If  you are facing memory fragmentation issues, try to use a memory
pool: Allocate a huge bunch of memory in small blocks that are managed
by a (for example) circular list, and then just use blocks from that
list (for example see http://kitt3n.homeftp.net/?p=11).

/Thomas

2010/2/18 ghazi bousselmi <[email protected]>:
> Hi,
> Memory fragmentation is an important problem for applications that use
> memory intensively (alloc and free) with small and numerous chunks.
> We have faced this problem for our product, where the application has huge
> free memroy (above 700 MB), but cannot allocate any piece of certain
> size. We have solved it by developing a memory manager that reduces memory
> management to virtually 0.
> I am not allowed to say much about it, but your idea is right: supplant the
> memory allocator of the runtime library, and allocate yourself huge memory
> blocs, from which you will give small pieces to whoever is needing it.
> Regrads
>
> 2010/2/18 mobi phil <[email protected]>
>>
>> I hope you do not feel polluted by my emails :)

_Short task 1_: According to the email about memory fragmentation, how much free memory did the product's application have when it could not allocate pieces of a certain size?
_Short task 2_: Reproduce the stretch of the records from the line containing "Point to the interior" through the end of the records, swapping "white bedding" for "white comforter" and leaving everything else unchanged.

_Excerpted data_:
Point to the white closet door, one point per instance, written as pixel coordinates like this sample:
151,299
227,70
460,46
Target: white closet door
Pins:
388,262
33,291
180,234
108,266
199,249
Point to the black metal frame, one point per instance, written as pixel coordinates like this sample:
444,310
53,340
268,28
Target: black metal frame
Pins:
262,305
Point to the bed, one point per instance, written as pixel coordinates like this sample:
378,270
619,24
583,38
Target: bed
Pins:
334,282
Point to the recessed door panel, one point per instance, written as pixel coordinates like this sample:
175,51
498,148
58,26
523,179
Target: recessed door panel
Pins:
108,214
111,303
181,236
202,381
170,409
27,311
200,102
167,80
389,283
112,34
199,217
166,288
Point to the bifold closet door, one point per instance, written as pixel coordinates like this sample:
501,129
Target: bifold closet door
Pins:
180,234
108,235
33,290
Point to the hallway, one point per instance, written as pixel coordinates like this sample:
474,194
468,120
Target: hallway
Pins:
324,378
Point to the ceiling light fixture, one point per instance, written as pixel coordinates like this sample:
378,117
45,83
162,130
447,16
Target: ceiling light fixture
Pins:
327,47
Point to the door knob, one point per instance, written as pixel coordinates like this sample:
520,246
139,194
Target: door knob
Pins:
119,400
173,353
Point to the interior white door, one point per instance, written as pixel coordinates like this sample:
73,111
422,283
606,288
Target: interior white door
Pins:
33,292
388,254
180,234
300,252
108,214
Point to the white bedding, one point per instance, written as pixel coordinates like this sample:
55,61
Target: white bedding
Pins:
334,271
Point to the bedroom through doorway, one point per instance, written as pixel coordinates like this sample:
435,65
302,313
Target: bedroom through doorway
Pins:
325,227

_Correct response 1_: Above 700 MB.

_Correct response 2_:
Point to the interior white door, one point per instance, written as pixel coordinates like this sample:
73,111
422,283
606,288
Target: interior white door
Pins:
33,292
388,254
180,234
300,252
108,214
Point to the white comforter, one point per instance, written as pixel coordinates like this sample:
55,61
Target: white comforter
Pins:
334,271
Point to the bedroom through doorway, one point per instance, written as pixel coordinates like this sample:
435,65
302,313
Target: bedroom through doorway
Pins:
325,227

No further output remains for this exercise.